# [EXERCISE REQUIREMENTS]
Scan the entries that follow for the word "below", then report every line in which it appears.

# [THE RECORDS]
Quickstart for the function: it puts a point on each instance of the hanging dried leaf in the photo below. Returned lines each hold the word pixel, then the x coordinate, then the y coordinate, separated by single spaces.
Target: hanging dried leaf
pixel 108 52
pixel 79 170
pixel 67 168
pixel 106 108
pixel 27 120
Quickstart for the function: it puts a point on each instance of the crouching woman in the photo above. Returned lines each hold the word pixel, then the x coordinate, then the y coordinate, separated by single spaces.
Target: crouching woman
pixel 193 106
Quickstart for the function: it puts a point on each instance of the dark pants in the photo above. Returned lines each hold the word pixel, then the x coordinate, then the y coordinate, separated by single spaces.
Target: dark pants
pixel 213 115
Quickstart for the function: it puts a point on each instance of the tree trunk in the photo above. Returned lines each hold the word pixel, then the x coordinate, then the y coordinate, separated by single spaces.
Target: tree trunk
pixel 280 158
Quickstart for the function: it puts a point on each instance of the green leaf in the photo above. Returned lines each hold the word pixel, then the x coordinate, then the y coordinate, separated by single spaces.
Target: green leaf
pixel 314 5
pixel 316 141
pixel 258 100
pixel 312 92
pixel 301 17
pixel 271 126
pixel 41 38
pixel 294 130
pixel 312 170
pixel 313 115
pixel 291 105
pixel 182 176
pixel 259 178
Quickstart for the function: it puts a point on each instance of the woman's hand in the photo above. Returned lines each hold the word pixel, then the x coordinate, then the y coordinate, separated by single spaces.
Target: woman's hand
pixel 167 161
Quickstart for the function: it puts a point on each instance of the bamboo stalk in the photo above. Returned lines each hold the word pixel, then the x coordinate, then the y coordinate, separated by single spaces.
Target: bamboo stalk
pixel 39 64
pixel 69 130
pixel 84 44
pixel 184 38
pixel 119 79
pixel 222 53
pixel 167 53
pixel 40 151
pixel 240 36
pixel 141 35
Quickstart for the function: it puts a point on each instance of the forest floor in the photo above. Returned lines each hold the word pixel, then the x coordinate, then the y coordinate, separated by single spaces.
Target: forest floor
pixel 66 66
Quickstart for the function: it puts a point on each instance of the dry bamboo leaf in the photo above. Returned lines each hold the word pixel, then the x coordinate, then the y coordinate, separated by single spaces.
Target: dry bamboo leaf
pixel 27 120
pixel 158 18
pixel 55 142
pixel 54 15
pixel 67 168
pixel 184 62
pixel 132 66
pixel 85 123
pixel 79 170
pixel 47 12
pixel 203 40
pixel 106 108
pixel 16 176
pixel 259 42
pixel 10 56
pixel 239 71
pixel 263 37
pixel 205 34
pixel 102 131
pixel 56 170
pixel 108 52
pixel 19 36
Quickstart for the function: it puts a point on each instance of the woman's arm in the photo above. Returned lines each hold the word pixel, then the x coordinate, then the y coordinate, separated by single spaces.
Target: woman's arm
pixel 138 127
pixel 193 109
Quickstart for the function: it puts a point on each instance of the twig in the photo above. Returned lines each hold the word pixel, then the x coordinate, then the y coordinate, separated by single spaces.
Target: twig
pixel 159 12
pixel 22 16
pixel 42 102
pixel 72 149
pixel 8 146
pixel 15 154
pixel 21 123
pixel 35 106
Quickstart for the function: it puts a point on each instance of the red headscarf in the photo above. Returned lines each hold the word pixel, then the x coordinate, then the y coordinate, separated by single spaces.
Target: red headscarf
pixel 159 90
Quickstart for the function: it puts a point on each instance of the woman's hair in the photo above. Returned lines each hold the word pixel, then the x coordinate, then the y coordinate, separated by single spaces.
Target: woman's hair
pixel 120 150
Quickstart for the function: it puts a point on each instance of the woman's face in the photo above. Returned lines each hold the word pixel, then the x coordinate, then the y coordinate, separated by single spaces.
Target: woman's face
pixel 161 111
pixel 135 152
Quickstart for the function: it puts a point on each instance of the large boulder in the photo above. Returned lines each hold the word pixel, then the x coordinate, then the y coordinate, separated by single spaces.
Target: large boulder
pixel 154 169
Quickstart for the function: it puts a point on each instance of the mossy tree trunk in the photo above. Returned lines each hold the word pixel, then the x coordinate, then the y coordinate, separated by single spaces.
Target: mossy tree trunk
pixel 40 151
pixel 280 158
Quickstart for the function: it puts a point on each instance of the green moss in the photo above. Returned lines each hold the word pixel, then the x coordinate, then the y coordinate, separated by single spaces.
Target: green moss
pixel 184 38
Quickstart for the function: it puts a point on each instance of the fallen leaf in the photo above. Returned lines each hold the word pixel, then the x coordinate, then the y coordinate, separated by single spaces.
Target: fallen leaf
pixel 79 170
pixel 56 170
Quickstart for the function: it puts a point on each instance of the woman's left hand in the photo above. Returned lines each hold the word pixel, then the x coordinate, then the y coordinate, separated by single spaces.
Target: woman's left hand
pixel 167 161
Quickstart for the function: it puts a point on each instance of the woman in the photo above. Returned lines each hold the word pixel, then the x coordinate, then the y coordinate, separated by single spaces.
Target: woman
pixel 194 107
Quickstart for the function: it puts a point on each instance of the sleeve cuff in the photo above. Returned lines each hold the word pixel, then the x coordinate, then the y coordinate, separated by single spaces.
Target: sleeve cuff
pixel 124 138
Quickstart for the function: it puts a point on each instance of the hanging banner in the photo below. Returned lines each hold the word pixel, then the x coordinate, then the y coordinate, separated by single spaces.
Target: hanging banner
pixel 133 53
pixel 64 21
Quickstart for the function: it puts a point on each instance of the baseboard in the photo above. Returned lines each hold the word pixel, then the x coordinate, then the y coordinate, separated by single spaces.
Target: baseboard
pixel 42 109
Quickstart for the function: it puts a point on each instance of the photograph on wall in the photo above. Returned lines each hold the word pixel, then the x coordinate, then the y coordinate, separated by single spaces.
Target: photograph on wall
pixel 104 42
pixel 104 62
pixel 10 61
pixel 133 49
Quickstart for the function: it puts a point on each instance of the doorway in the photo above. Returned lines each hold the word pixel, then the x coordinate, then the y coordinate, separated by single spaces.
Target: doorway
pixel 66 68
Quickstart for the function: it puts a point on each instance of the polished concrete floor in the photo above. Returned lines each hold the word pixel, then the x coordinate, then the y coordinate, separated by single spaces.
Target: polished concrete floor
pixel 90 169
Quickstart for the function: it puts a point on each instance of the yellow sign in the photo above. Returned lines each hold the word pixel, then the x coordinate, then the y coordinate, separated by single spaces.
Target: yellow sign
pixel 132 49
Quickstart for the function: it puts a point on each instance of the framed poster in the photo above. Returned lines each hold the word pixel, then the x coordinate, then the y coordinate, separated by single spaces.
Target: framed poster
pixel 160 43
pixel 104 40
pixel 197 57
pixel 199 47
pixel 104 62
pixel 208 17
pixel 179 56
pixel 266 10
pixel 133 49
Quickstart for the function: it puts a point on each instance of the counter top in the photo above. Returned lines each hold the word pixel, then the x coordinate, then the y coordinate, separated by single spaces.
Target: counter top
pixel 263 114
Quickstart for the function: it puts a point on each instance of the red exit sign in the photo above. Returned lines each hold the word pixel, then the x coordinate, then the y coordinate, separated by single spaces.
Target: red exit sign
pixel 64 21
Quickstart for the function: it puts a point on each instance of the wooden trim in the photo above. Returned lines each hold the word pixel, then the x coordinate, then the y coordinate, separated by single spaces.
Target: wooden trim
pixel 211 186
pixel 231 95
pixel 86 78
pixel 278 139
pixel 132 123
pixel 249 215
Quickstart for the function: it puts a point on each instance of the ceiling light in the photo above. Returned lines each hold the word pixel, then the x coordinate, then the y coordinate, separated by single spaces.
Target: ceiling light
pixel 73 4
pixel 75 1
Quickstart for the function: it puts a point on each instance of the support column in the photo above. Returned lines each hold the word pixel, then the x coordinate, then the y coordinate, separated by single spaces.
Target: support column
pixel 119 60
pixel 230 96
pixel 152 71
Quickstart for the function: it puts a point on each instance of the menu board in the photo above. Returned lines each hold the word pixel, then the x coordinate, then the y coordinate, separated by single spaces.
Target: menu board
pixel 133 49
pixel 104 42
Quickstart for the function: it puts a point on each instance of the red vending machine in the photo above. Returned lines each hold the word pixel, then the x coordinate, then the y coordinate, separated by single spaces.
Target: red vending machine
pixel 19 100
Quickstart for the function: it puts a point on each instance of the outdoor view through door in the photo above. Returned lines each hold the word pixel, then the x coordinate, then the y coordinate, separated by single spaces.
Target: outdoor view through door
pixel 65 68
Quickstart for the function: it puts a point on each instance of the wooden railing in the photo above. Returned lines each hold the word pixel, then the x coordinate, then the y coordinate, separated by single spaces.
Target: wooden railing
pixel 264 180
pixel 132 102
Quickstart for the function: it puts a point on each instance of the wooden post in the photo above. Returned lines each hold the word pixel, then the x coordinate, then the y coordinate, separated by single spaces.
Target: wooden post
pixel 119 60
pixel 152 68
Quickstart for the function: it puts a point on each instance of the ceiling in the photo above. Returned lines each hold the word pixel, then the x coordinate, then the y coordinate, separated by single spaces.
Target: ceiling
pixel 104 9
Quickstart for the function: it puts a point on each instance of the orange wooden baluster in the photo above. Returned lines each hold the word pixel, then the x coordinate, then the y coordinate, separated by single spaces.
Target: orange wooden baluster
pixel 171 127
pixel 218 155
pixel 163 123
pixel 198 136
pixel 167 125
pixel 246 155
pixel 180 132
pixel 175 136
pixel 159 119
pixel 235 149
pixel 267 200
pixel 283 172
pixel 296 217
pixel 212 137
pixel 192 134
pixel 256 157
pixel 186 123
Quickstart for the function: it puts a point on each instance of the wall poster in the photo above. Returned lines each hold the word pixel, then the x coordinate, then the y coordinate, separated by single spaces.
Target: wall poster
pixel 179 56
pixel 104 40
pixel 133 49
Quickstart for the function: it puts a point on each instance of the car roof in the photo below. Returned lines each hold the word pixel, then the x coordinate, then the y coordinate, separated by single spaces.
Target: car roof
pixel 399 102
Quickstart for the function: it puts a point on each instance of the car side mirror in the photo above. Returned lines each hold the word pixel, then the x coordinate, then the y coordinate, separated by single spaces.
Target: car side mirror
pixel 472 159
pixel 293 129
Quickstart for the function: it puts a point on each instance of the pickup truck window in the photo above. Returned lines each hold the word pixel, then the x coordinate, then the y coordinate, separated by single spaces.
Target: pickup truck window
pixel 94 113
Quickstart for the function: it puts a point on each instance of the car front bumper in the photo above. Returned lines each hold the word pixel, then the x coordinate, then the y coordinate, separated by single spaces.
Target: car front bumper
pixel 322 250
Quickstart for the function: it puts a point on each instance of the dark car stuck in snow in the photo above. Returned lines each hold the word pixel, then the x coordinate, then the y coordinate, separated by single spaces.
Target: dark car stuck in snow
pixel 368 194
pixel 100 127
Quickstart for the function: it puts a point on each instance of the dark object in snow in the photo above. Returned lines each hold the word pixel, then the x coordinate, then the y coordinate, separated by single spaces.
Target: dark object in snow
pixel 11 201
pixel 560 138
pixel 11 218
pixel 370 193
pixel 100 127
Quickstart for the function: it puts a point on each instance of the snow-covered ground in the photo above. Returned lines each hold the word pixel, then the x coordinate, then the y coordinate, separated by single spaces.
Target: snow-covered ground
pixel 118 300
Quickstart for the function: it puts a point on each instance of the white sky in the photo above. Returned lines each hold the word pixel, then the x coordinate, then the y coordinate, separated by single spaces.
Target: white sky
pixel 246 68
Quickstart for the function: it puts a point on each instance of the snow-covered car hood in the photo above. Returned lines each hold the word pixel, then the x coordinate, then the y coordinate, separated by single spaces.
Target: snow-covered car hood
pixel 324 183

# [OUTPUT OF THE TASK]
Quickstart for the function: it puts a point on each instance of the hanging dried leaf in the photo below. Returned lines each hold the word pixel, then the x coordinate, then the y coordinate, separated by single spaces.
Quickstart for the function: it puts a point on each instance of the hanging banner in the photo below. Returned lines each hold the word pixel, then the x coordinate, then the y coordinate, separated by single spaces.
Quickstart for the function: it puts a point on each instance of the car roof in the photo below. Returned lines each hold the word pixel, then the x coordinate, then the y coordinate, separated by single spaces.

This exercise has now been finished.